Your instructions » Turn the lines of the listing below into a numbered list, starting with the line that contains "Tag the woman's" and going on through the line that contains "[(426, 246)]". Leave out any blank lines.

Excerpted data »

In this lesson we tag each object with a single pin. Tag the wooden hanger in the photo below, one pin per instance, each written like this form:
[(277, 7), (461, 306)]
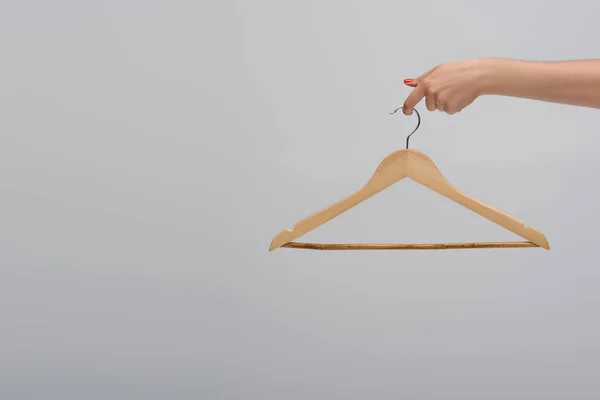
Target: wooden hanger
[(413, 164)]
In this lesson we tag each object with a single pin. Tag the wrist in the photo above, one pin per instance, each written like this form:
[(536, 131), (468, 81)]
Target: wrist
[(492, 75)]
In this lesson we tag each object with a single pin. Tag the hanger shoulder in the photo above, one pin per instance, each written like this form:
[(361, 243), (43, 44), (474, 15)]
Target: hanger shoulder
[(422, 170), (392, 169)]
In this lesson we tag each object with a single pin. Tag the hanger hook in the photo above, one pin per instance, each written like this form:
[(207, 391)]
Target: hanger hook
[(418, 122)]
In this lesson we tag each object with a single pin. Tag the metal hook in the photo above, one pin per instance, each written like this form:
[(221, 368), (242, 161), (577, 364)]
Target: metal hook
[(418, 122)]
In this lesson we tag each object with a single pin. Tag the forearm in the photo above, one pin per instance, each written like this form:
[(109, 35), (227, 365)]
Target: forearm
[(568, 82)]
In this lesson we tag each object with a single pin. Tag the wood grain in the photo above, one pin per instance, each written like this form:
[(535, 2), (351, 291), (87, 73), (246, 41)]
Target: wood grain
[(413, 164), (426, 246)]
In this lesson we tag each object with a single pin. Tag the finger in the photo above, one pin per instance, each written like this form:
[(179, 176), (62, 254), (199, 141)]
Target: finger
[(418, 79), (430, 102), (413, 98), (439, 105)]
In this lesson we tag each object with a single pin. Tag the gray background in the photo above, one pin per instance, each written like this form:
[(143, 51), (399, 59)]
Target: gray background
[(149, 152)]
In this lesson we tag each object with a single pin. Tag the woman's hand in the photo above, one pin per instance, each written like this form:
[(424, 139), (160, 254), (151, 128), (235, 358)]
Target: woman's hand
[(449, 87)]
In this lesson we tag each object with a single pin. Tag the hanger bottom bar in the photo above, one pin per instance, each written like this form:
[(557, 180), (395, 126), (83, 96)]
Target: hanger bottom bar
[(426, 246)]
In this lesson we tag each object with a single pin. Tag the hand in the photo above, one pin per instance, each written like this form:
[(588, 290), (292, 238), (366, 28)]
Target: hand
[(448, 87)]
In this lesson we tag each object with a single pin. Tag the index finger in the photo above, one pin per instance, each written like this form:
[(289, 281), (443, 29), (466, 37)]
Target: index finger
[(413, 98)]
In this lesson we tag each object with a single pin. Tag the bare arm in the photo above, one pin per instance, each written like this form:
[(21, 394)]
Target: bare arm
[(451, 87)]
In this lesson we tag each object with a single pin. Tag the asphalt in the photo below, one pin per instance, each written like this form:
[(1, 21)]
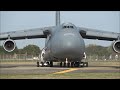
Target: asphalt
[(32, 69)]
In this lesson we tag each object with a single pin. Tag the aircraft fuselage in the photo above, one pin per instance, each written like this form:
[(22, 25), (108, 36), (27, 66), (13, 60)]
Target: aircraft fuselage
[(64, 43)]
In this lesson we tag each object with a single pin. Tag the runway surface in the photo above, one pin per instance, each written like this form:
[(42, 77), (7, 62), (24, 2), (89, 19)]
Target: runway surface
[(32, 69)]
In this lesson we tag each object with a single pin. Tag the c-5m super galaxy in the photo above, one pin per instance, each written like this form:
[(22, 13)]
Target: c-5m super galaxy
[(64, 42)]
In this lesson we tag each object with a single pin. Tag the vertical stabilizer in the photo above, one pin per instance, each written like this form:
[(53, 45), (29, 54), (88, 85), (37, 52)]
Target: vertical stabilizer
[(57, 18)]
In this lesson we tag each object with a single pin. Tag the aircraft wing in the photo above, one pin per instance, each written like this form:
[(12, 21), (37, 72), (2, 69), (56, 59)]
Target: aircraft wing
[(98, 34), (23, 34)]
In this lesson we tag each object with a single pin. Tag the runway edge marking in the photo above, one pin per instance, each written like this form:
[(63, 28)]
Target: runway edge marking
[(65, 71)]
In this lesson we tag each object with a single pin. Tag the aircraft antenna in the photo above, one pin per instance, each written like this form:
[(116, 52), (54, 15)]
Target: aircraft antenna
[(119, 26), (57, 18)]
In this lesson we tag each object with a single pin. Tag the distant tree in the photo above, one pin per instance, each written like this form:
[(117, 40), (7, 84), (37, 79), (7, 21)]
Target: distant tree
[(31, 49)]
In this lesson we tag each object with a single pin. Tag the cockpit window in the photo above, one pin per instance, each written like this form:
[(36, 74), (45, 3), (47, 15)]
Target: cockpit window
[(68, 27)]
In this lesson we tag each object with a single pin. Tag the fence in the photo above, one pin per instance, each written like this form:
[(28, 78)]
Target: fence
[(31, 57)]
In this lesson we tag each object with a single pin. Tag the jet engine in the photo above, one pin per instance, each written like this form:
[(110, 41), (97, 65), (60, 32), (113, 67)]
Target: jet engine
[(9, 45), (116, 46)]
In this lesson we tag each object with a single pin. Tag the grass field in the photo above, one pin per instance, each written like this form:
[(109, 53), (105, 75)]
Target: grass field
[(64, 76)]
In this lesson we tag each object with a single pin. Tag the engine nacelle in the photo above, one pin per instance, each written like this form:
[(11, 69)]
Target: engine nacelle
[(9, 45), (116, 46)]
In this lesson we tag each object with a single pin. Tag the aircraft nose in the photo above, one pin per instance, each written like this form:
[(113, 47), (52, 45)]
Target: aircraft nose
[(68, 47)]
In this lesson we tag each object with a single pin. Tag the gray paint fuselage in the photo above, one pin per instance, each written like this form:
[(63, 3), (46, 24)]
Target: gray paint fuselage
[(64, 43)]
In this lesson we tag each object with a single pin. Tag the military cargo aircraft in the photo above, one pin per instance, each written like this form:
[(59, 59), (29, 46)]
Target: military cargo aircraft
[(64, 42)]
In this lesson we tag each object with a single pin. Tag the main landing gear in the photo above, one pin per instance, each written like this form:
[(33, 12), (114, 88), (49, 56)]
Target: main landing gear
[(63, 64), (74, 64), (44, 64)]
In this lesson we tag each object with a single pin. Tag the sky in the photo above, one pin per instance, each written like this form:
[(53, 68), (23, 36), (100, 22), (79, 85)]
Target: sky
[(21, 20)]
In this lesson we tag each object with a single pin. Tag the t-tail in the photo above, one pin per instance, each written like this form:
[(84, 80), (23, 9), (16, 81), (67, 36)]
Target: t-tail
[(57, 18)]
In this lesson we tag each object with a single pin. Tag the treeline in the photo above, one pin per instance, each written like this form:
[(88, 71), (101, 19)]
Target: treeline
[(90, 50), (99, 50), (29, 49)]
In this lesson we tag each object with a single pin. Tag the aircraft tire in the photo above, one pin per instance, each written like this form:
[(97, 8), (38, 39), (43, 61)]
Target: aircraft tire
[(85, 64), (51, 63), (38, 64)]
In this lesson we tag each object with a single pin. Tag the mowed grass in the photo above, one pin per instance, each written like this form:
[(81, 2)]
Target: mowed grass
[(64, 76)]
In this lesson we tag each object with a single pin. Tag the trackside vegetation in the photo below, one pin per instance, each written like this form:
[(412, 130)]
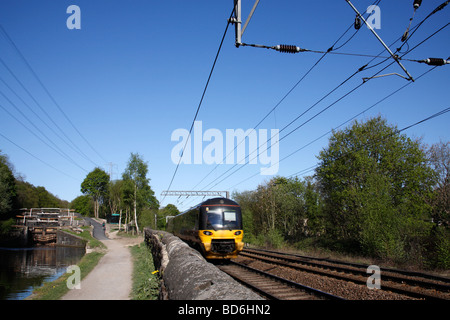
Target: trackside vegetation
[(375, 193), (145, 277)]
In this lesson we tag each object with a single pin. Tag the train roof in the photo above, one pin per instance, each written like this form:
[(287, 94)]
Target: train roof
[(216, 201)]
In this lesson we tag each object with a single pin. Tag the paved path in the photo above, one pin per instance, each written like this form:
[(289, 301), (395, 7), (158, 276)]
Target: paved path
[(111, 278)]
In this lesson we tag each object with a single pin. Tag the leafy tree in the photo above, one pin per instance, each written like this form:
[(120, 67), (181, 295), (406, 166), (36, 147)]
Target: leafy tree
[(439, 155), (135, 175), (167, 211), (7, 186), (83, 204), (376, 184), (96, 185)]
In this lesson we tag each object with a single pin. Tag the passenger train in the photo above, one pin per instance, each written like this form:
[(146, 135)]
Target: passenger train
[(214, 227)]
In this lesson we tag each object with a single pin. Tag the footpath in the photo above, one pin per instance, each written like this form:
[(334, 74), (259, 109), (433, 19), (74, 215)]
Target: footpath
[(111, 278)]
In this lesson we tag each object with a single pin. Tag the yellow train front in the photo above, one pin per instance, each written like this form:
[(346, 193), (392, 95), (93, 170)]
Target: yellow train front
[(214, 227)]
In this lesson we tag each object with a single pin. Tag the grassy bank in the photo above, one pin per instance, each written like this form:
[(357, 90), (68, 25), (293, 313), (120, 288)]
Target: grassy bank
[(56, 289), (145, 279)]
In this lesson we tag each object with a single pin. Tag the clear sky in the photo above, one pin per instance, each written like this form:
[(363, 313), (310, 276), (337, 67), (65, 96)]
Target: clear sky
[(135, 72)]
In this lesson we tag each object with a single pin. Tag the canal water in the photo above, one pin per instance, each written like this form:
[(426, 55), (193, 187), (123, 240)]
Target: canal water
[(24, 269)]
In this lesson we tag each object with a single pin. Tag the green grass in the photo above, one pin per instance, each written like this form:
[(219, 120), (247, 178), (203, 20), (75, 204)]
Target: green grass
[(145, 280)]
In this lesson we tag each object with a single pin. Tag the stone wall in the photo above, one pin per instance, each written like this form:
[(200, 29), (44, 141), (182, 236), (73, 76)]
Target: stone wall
[(186, 275)]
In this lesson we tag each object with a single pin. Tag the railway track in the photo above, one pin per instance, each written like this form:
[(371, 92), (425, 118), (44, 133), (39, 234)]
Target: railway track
[(273, 287), (410, 284)]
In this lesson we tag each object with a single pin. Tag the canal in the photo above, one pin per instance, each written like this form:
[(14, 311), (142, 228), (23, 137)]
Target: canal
[(23, 269)]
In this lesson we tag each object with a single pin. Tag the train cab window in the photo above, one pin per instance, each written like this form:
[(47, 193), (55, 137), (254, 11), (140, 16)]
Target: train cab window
[(222, 219), (214, 220)]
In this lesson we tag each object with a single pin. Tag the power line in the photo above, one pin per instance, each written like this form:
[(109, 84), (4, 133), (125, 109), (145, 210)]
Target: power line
[(37, 158), (337, 127), (200, 103), (330, 50), (320, 112), (48, 93)]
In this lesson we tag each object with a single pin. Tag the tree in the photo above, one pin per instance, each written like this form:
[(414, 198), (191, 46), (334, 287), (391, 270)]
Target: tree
[(96, 185), (136, 175), (83, 204), (7, 186), (439, 155), (376, 185)]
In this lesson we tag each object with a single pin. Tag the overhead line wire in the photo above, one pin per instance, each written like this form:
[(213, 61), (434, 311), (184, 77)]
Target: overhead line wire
[(330, 50), (323, 110), (337, 127), (201, 100)]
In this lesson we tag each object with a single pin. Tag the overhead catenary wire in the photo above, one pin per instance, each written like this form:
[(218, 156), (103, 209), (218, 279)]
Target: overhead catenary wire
[(290, 91), (332, 47), (201, 101), (331, 51), (320, 112), (337, 127)]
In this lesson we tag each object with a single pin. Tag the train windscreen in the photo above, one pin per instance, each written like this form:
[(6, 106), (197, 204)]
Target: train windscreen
[(222, 218)]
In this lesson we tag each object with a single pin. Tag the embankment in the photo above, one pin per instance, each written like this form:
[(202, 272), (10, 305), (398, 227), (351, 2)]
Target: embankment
[(186, 275)]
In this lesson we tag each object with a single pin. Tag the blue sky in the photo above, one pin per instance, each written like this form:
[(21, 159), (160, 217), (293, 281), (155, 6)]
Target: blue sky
[(135, 72)]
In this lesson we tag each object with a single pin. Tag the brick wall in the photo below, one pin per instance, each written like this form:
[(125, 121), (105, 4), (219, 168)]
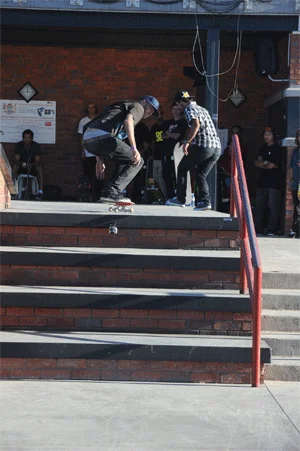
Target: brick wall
[(74, 76)]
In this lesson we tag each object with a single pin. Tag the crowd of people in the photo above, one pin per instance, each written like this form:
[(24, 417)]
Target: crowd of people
[(116, 137)]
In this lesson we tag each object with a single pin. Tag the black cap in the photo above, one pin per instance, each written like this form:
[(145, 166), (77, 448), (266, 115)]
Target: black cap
[(182, 95)]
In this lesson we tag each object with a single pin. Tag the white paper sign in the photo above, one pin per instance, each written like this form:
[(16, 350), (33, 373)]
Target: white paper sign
[(18, 115)]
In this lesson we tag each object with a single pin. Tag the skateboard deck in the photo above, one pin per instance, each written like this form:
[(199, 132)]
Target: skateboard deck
[(122, 206), (178, 155)]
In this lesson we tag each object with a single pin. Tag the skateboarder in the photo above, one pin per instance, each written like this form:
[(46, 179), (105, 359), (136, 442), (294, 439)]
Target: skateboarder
[(201, 148), (104, 136)]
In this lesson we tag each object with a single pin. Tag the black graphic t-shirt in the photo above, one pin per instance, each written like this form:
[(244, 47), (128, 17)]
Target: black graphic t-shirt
[(270, 178), (112, 118), (163, 147)]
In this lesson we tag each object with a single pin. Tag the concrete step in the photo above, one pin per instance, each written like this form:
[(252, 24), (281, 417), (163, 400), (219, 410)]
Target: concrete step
[(88, 225), (279, 299), (283, 369), (283, 343), (142, 357), (127, 309), (151, 268), (281, 320)]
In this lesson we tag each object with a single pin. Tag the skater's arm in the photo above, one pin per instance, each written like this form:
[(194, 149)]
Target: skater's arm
[(129, 127)]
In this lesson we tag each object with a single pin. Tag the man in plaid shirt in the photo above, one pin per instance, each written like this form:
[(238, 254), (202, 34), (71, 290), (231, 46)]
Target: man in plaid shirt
[(201, 148)]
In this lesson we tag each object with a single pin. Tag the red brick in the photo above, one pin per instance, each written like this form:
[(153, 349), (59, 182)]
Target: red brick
[(56, 374), (115, 322), (146, 376), (7, 363), (131, 364), (153, 232), (101, 364), (218, 315), (19, 311), (78, 312), (105, 313), (25, 374), (187, 314), (41, 363), (52, 230), (205, 377), (204, 233), (171, 324), (32, 321), (234, 378), (86, 374), (60, 322), (133, 313), (71, 363), (242, 316), (48, 312), (9, 321), (227, 325), (7, 229), (166, 314), (26, 230)]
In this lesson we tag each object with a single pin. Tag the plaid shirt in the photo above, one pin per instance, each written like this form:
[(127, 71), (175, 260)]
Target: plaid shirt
[(206, 135)]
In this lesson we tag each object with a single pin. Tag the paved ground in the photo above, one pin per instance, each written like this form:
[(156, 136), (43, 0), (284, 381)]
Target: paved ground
[(99, 416)]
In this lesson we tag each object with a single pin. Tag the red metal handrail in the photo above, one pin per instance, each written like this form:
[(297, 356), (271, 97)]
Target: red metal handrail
[(250, 265)]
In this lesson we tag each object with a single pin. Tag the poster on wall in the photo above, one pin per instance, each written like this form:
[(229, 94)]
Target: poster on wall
[(18, 115)]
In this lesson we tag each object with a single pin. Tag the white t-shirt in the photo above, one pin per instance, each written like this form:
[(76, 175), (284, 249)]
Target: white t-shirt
[(82, 123)]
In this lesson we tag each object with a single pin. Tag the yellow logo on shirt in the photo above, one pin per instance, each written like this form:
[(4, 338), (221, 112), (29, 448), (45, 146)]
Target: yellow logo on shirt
[(158, 136)]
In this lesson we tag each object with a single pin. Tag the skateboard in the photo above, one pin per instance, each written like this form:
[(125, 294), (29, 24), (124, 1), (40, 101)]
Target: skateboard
[(178, 155), (126, 207)]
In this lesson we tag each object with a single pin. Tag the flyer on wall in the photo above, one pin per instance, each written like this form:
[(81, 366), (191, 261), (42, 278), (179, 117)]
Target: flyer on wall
[(18, 115)]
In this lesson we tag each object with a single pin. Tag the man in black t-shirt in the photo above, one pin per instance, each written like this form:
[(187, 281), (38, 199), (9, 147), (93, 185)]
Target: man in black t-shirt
[(28, 159), (175, 132), (268, 186), (104, 137)]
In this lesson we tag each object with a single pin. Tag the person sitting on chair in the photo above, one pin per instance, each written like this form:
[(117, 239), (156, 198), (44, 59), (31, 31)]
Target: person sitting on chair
[(28, 160)]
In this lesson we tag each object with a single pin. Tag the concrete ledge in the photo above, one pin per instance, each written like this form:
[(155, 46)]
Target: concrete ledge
[(76, 345)]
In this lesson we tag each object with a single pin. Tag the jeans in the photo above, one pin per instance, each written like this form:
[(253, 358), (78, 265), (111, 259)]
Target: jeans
[(204, 159), (116, 150), (267, 197)]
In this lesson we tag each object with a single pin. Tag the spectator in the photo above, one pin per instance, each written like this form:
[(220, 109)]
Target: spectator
[(201, 148), (157, 131), (28, 159), (295, 165), (104, 137), (268, 161), (88, 159), (175, 132)]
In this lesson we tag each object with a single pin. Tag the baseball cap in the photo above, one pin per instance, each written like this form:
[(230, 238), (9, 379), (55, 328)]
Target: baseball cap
[(182, 95), (153, 102)]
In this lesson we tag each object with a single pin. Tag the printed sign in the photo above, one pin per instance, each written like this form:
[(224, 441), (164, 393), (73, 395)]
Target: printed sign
[(18, 115)]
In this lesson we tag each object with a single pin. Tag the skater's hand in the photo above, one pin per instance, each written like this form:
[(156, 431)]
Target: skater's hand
[(185, 148), (136, 156), (100, 168)]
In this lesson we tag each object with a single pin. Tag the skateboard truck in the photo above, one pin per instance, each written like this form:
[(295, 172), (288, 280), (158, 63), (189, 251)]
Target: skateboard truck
[(113, 229)]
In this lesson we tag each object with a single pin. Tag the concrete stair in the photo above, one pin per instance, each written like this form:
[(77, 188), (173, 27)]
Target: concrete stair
[(281, 330)]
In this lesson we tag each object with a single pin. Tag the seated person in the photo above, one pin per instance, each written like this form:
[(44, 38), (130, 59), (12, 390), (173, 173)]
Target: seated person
[(28, 160)]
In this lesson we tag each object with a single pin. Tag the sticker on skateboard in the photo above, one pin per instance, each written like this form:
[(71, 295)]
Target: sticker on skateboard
[(126, 207), (178, 155)]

Full solution »
1. In this lesson we tag each object with a single pin. Tag the woman's hand in the photo above, one pin per instance, each written like this form:
2. [(424, 139), (160, 254), (151, 128), (235, 358)]
3. Target: woman's hand
4. [(449, 87)]
5. In this lesson we tag each object with a single pin. Tag the hanger bottom bar in the photo above, one pin per instance, each written like this form:
6. [(557, 180), (395, 126), (83, 96)]
7. Target: hanger bottom bar
8. [(426, 246)]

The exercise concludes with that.